Excerto do texto -
A propósito de silos...

Exemplos de estruturas negativas aparentemente utilizadas como silos reconheceram-se no Sul de Portugal em contextos do Neolítico Antigo/ Médio, nos sítios de Salema (Santiago do Cacém, Setúbal) [1] e Defesa de Cima 2 (Torre de Coelheiros, Évora) [2] e, do Neolítico Final, em Horta do Paraíso (Elvas, Portalegre) [3], Águas Frias (Alandroal, Évora) [4], Malhada das Mimosas 1 (Alandroal, Évora) [5] e Horta do Albardão 3 (Torre de Coelheiros, Évora) [6].

Tarefas e exercícios -
• A. Enumere todos os sítios do Neolítico Final mencionados no texto sobre silos.
• B. Segundo o texto sobre silos, onde se localiza o sítio de Defesa de Cima 2?
• C. Transcreva fielmente o trecho do texto sobre silos que começa nas palavras "A propósito de" e termina depois de "Coelheiros, Évora) [6].".
A listagem não tem qualquer relação com o texto sobre silos.

Excertos da listagem -
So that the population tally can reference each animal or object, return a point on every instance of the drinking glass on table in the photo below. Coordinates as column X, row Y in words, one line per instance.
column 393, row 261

* * *

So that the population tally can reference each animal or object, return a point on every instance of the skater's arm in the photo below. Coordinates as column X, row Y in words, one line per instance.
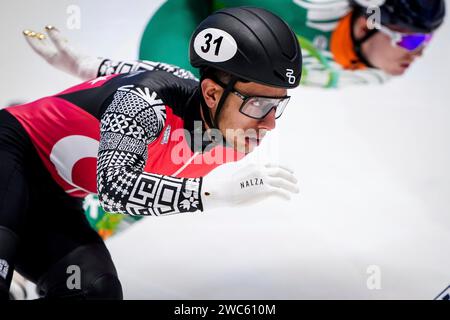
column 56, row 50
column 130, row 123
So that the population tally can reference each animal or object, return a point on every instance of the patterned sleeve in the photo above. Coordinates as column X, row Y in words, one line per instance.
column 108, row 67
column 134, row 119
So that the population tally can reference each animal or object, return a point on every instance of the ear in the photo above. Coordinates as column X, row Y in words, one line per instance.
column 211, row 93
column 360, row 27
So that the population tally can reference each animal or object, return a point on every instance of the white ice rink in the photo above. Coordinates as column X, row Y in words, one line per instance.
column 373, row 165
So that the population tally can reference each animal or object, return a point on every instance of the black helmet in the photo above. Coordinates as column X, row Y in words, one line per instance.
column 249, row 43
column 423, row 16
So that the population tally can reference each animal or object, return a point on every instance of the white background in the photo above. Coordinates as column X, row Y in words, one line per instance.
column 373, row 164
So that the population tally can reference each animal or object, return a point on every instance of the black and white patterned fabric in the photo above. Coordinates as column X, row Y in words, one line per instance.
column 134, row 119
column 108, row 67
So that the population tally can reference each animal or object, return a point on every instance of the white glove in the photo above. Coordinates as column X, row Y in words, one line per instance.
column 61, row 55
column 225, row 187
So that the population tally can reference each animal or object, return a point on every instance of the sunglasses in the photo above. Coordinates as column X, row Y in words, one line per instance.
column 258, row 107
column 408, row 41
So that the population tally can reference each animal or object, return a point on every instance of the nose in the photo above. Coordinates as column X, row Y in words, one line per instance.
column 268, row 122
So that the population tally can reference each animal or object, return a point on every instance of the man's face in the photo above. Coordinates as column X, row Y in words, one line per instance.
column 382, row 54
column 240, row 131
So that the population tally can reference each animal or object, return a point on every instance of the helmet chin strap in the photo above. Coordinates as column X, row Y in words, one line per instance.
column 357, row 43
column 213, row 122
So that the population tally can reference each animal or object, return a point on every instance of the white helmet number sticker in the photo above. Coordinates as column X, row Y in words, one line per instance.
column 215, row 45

Resultados por ordem -
• A. Horta do Paraíso, Águas Frias, Malhada das Mimosas 1 e Horta do Albardão 3.

• B. Em Torre de Coelheiros, Évora.

• C.
A propósito de silos...

Exemplos de estruturas negativas aparentemente utilizadas como silos reconheceram-se no Sul de Portugal em contextos do Neolítico Antigo/ Médio, nos sítios de Salema (Santiago do Cacém, Setúbal) [1] e Defesa de Cima 2 (Torre de Coelheiros, Évora) [2] e, do Neolítico Final, em Horta do Paraíso (Elvas, Portalegre) [3], Águas Frias (Alandroal, Évora) [4], Malhada das Mimosas 1 (Alandroal, Évora) [5] e Horta do Albardão 3 (Torre de Coelheiros, Évora) [6].